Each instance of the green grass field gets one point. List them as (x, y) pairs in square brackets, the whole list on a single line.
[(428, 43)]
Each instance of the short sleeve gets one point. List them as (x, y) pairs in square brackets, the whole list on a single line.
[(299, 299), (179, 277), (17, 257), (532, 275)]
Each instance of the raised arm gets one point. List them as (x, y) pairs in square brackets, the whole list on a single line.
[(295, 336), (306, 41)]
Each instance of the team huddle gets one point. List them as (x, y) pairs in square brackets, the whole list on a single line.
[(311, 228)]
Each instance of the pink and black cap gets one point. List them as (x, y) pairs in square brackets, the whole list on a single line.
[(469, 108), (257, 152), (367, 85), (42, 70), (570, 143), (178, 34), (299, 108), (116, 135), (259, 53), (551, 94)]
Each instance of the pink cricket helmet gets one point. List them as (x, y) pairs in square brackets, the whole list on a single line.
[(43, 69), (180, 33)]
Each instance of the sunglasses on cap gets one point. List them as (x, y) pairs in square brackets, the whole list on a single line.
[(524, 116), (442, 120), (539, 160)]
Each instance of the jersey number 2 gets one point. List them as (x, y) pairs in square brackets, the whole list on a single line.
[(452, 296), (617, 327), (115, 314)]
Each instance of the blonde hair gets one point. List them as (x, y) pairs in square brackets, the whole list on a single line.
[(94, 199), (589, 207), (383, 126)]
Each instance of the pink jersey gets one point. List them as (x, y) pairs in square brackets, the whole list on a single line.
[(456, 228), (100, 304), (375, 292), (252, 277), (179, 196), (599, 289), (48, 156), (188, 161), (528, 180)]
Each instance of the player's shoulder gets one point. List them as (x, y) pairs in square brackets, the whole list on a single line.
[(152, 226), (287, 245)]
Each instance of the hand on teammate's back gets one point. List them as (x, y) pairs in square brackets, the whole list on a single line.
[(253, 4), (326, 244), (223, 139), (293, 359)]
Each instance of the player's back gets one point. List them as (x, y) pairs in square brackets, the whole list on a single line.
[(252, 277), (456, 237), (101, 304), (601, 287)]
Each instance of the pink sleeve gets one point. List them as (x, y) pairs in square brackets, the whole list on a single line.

┄┄┄┄┄┄┄┄┄┄

• _TASK GOAL_: Your reply should repeat the entire listing, word for word and complete.

• _YOUR RESPONSE_:
Each instance of the green grass field gets one point. List them as (x, y) pairs in square brackets, the whole list on a single line.
[(428, 43)]
Each instance of the short sleeve gets one point. List them as (x, y) pairs in square brackets, the whole list on a single line.
[(299, 299), (179, 277), (17, 257), (532, 275)]
Each instance of the raised arm gets one point. List them as (x, y) pairs in square brackets, the whole list on a single line.
[(295, 336), (306, 41)]
Each instance of the team huddle gets one point. List them as (x, y) pairs in square brackets, the whole list on a single line.
[(311, 228)]
Each instance of the pink and black cap gets one point. List them as (x, y) pairs in square brackets, the whole list on a single line.
[(469, 108), (257, 152), (367, 85), (42, 70), (570, 143), (178, 34), (299, 108), (116, 135), (259, 53), (551, 94)]
Each instance of the pink cricket helmet gets one point. List them as (x, y) pairs in square brackets, the whole list on a single line.
[(43, 69), (180, 33)]
Each instance of the sunglasses on cap gets one point. List them as (x, y) pairs in square brackets, the whole list on a single line.
[(524, 116), (442, 120), (539, 160)]
Each instance of the jersey number 2 gets one point. List them as (x, y) pairs in square brackets, the whole list on a single line.
[(452, 296), (617, 327), (115, 314)]
Each instance of the blonde hair gets one point. List them as (x, y) pairs in square brackets, the whole list on a single line.
[(94, 199), (589, 207), (383, 126)]
Each instance of the pink jersey gets one point. List them as (x, y) pairs in square brackets, the whole list on a single line.
[(456, 228), (100, 304), (375, 292), (252, 277), (179, 196), (599, 289), (48, 156), (188, 161), (528, 180)]
Each instance of the player's shoulder gets one point. List them as (x, y) pairs in square brackets, the whole list on a single line.
[(152, 226), (287, 245)]
Each instance of the hand on teammate's back gets one point. List them as (x, y) pairs in square brackets, the whole list on a single line.
[(253, 4), (326, 244), (223, 139), (293, 359)]
Each instance of the player's back gets one point. List them as (x, y) pairs in square brackets, the whole list on a single line.
[(252, 277), (456, 237), (101, 304), (601, 287)]
Each instance of the pink sleeve gets one point. List them as (x, y) pairs in square brackets, the whole list on a single line.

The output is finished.